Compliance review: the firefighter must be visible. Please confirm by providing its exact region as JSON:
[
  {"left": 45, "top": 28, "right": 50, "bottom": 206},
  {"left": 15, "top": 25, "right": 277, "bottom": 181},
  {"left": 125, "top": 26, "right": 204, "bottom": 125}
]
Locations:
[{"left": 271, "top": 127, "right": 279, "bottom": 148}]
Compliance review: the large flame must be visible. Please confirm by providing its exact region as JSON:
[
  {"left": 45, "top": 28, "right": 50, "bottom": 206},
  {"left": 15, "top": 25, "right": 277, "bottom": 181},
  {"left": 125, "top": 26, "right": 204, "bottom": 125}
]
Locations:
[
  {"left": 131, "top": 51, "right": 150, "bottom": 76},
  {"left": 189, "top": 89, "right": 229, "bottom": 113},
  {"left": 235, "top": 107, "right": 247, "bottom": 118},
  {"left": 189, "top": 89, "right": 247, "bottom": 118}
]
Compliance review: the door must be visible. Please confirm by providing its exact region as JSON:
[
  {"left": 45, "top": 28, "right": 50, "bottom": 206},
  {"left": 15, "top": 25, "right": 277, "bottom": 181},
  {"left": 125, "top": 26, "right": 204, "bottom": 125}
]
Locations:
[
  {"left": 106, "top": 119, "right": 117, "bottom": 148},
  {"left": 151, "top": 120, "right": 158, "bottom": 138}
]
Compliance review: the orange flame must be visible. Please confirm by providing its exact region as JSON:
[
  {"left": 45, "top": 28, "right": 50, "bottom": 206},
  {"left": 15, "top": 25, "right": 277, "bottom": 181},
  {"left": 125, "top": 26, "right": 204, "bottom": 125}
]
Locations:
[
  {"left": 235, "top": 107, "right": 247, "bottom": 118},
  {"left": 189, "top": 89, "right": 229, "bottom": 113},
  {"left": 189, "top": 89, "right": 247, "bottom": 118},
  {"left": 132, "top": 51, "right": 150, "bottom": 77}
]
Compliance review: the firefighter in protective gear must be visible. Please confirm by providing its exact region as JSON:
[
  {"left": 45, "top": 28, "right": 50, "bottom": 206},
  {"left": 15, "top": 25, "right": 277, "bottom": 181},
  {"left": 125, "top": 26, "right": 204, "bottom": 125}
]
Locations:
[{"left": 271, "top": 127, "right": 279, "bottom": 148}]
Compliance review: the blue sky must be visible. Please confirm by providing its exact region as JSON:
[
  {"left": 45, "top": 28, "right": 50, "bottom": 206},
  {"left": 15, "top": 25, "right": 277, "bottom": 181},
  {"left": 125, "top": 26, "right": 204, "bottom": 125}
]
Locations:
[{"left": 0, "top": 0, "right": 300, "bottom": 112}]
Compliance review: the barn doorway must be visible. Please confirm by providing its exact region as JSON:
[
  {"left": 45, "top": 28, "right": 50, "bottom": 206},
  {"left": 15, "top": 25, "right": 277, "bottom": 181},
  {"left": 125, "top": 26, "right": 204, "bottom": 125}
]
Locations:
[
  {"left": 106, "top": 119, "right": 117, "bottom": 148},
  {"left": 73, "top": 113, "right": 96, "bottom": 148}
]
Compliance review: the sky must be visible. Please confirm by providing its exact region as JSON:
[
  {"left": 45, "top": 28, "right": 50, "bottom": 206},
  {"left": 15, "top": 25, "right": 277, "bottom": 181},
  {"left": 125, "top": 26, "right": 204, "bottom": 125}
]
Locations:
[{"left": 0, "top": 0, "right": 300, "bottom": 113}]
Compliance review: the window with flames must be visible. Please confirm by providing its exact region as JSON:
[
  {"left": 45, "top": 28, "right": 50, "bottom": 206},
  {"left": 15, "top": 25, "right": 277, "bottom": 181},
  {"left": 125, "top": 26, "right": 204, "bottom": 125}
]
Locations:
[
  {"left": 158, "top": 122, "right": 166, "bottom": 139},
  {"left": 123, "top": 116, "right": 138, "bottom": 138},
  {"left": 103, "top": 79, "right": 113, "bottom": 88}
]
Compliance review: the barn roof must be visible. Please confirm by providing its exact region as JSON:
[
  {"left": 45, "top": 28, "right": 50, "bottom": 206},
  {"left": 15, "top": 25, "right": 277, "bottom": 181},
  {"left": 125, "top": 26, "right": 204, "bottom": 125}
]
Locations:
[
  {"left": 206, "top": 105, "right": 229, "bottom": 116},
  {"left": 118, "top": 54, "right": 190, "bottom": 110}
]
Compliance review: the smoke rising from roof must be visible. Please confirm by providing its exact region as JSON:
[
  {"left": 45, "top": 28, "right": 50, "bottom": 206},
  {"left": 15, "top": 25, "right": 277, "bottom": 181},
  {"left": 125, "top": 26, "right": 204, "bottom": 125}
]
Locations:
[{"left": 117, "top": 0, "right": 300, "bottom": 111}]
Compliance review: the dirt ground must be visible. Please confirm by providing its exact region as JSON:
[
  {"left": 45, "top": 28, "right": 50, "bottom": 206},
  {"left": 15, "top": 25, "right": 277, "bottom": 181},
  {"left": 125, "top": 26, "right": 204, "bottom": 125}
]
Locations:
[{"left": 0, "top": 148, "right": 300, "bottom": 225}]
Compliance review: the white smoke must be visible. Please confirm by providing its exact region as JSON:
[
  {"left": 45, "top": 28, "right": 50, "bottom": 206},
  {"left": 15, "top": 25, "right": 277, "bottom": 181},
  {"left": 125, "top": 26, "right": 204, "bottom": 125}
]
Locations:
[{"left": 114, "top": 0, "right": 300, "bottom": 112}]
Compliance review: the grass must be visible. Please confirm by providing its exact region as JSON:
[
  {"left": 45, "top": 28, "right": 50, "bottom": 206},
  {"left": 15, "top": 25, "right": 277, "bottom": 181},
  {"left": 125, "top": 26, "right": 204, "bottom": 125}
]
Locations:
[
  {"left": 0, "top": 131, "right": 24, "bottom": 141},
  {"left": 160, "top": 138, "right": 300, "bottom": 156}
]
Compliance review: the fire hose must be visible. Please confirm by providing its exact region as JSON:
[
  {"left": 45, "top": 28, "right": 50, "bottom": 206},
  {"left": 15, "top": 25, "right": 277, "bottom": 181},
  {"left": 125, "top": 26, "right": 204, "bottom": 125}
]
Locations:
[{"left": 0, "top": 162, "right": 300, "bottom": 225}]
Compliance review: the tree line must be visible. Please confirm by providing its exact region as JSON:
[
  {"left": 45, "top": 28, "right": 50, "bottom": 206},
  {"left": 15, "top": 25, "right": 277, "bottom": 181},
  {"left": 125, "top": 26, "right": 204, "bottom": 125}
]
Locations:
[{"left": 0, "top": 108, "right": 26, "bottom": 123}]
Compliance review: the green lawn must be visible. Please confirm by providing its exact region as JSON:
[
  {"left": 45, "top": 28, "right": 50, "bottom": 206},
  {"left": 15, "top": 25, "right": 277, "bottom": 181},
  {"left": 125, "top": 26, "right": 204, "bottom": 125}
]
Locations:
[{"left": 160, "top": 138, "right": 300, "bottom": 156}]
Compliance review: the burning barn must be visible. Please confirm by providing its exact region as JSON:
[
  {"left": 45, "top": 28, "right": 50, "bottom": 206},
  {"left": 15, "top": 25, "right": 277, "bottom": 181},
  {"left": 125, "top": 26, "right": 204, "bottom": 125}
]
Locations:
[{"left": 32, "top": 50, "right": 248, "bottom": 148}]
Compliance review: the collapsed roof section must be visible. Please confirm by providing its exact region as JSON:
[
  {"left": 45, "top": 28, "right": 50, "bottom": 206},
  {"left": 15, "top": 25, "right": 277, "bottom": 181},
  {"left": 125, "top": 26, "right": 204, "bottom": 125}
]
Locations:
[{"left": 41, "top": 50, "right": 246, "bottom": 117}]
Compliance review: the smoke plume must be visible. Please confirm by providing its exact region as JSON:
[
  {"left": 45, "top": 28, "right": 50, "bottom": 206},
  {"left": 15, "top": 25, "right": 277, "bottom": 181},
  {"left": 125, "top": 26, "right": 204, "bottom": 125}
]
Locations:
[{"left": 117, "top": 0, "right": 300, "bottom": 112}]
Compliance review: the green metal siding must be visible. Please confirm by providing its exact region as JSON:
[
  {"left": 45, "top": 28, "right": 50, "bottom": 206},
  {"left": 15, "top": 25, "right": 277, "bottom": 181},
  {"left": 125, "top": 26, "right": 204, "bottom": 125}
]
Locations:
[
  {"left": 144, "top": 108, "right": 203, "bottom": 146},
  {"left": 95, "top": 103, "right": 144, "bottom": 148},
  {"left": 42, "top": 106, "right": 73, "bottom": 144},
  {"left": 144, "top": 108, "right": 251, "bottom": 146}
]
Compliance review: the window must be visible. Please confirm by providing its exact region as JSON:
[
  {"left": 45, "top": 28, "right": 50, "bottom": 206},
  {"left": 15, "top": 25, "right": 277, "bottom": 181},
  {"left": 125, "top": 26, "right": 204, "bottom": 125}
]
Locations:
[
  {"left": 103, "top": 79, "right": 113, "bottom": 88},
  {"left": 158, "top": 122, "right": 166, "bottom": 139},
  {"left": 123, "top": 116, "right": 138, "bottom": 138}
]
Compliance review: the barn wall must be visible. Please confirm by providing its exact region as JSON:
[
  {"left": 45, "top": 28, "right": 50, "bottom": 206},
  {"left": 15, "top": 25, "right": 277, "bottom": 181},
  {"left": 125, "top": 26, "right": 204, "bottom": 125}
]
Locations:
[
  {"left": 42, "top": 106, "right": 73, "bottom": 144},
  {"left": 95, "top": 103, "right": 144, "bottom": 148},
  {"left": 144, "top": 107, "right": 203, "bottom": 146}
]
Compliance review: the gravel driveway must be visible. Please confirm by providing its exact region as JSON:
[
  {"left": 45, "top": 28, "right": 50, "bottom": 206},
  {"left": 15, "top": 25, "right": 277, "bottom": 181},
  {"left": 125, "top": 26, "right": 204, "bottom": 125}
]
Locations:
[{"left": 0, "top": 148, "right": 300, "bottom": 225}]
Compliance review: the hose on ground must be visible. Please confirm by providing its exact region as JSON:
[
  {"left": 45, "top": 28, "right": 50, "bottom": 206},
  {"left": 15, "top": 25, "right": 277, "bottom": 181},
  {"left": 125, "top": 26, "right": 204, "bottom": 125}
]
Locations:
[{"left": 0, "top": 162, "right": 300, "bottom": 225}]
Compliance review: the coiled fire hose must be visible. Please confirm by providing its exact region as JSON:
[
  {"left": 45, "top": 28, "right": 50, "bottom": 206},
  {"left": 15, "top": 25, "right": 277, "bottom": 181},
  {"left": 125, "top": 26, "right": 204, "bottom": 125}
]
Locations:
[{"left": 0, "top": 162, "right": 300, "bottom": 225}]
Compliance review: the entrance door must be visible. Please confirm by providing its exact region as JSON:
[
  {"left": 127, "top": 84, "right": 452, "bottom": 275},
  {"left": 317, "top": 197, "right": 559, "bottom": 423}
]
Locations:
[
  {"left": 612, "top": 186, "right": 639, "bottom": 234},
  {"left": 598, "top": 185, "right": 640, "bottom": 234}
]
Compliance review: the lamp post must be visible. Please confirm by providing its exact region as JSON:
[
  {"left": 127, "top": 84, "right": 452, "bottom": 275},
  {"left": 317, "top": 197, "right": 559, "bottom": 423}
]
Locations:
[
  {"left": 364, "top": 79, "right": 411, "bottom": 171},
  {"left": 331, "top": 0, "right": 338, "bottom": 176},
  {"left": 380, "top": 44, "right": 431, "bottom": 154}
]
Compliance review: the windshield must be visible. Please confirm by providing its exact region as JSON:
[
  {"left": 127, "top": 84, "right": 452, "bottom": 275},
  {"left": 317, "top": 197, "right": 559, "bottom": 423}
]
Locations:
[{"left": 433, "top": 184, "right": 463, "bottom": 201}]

Challenge:
Select every line in the records above that contains the string "roof", and copy each of those lines.

The solution:
Compliance review: the barn roof must be visible. Please confirm by providing its exact region as JSON:
Compliance review: the smoke rising from roof must be visible. Please confirm by providing its exact region as JSON:
Compliance review: the collapsed roof section must be visible. Please confirm by providing its exact region as JSON:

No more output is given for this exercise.